### Given request:
Extract from the lines below every line that contains the word "mountain", and copy each one in full.

### Material to process:
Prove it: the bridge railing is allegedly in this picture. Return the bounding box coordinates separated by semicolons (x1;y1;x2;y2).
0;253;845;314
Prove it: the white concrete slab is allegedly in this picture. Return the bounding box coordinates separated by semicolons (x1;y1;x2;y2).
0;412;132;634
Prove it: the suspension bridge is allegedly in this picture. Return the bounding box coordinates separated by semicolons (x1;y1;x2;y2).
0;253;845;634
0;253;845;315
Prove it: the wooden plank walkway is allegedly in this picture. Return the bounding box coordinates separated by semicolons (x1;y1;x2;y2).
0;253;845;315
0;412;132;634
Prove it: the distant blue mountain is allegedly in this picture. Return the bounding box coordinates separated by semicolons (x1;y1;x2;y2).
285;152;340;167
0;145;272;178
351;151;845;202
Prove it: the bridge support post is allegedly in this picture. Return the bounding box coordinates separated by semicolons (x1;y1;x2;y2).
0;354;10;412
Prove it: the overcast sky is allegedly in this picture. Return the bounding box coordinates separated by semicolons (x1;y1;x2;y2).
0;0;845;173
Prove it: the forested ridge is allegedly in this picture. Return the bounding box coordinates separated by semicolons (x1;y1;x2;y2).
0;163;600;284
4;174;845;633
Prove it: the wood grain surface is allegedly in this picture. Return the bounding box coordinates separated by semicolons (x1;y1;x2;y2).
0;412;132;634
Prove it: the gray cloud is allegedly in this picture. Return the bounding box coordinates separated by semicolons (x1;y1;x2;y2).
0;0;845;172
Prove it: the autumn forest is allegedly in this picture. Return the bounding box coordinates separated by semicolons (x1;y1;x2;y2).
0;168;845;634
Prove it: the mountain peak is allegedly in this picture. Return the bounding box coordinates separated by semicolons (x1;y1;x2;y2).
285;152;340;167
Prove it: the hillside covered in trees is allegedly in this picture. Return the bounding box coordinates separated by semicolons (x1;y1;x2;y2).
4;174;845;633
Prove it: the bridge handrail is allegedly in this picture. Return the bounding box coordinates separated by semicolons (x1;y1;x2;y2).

### Answer to the task:
Prove it: the distant blue mountain is allegedly in this picture. Return the bounding box coordinates separated by semicolons (x1;y1;x2;y2).
Prove it: the mountain peak is allegedly in this picture. Return the bounding box coordinates separated by semicolons (x1;y1;x2;y2).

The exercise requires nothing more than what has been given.